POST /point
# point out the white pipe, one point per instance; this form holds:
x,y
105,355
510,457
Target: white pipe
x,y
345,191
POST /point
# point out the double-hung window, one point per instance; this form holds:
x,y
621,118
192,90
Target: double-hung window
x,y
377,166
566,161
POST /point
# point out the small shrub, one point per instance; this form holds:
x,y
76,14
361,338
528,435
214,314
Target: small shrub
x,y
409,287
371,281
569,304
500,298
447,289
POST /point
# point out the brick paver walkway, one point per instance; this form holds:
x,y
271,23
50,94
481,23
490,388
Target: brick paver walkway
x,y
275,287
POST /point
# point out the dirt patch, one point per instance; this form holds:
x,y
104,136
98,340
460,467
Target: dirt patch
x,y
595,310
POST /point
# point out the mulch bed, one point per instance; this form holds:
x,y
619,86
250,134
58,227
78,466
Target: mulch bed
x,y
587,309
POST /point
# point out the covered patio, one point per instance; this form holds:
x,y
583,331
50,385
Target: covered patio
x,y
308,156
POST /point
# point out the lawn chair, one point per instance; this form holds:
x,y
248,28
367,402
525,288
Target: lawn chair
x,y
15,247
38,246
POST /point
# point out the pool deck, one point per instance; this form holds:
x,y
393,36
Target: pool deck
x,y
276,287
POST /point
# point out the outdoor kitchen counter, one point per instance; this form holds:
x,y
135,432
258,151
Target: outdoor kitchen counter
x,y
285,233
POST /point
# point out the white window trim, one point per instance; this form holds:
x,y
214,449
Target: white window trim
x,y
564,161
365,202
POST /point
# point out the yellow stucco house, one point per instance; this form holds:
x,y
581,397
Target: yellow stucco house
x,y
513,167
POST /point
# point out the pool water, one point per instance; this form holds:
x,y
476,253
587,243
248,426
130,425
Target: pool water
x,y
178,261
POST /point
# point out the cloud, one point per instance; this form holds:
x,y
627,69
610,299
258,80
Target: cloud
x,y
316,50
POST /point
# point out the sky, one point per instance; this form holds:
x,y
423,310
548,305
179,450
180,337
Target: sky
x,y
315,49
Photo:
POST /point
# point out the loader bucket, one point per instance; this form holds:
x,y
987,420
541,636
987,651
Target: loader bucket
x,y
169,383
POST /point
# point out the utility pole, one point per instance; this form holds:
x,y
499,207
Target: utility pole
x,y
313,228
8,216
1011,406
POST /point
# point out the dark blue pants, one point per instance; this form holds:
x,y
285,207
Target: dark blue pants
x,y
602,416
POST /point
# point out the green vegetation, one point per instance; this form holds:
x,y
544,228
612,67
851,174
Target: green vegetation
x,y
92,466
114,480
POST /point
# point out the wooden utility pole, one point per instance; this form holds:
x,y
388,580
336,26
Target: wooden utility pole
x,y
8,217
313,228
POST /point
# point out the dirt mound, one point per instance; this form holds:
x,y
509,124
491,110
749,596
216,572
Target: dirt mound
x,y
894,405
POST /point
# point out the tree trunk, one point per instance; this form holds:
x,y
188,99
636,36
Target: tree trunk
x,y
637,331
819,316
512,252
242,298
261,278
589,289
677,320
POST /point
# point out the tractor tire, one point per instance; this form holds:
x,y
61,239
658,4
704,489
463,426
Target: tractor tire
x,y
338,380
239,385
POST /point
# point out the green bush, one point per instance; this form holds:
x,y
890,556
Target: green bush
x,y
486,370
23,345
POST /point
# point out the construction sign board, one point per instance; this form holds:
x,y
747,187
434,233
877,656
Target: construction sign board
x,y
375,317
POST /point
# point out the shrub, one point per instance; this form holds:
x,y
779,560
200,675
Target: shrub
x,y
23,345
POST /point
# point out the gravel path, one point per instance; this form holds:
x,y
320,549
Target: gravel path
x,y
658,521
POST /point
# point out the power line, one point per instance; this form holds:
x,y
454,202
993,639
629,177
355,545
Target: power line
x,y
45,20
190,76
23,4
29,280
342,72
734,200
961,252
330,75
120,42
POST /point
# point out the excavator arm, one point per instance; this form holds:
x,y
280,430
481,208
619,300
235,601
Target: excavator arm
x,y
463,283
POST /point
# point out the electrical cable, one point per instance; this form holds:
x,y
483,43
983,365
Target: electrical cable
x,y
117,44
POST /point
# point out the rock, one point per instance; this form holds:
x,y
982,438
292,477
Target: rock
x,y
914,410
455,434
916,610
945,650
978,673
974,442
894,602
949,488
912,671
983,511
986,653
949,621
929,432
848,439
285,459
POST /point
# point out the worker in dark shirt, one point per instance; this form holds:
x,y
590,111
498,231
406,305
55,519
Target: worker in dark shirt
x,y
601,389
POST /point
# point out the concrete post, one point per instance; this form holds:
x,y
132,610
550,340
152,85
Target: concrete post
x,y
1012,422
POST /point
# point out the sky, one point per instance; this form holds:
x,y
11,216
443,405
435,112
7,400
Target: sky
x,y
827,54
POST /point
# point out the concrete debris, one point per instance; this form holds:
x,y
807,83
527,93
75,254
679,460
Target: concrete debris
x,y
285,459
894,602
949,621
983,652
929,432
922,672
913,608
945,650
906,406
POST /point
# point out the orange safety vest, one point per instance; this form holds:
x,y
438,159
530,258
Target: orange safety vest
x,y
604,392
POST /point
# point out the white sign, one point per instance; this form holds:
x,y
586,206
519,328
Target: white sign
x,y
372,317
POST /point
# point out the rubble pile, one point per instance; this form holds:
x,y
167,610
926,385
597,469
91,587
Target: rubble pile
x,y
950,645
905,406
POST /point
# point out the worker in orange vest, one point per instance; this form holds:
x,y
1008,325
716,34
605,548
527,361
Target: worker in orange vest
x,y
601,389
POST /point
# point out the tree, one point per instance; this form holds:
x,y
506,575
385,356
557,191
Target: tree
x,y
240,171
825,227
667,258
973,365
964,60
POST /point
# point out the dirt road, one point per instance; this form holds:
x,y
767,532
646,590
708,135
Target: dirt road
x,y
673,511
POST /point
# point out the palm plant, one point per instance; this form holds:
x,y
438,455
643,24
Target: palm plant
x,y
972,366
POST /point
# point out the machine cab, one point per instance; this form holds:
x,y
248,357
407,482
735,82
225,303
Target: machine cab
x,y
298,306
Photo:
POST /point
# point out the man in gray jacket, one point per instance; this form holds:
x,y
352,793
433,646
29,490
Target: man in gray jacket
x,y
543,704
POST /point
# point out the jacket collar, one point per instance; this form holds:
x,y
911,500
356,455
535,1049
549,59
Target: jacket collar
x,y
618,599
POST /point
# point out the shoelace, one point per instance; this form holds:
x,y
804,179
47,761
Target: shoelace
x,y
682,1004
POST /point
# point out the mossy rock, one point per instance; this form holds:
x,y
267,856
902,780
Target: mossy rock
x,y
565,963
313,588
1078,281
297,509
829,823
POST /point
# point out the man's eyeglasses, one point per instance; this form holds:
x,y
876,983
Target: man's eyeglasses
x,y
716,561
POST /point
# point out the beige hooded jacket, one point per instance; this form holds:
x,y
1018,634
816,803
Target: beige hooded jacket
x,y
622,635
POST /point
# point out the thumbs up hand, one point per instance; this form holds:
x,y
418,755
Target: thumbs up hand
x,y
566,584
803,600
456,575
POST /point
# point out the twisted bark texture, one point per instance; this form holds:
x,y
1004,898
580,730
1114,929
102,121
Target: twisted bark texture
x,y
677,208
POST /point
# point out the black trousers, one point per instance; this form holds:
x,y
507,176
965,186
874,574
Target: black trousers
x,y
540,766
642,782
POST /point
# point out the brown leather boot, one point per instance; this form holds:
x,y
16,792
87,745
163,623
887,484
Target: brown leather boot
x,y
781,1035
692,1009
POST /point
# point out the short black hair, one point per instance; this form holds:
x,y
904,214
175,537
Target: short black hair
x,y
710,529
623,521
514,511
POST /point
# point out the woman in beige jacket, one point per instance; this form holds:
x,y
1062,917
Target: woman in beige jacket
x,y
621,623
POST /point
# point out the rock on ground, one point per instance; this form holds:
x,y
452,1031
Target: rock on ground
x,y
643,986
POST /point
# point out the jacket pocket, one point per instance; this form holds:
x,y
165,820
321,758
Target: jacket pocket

PROBLEM TO WORK ON ▸ Tally the lines of the records that contain the word "shoelace" and give only the number.

EXERCISE OUTPUT ▸ 2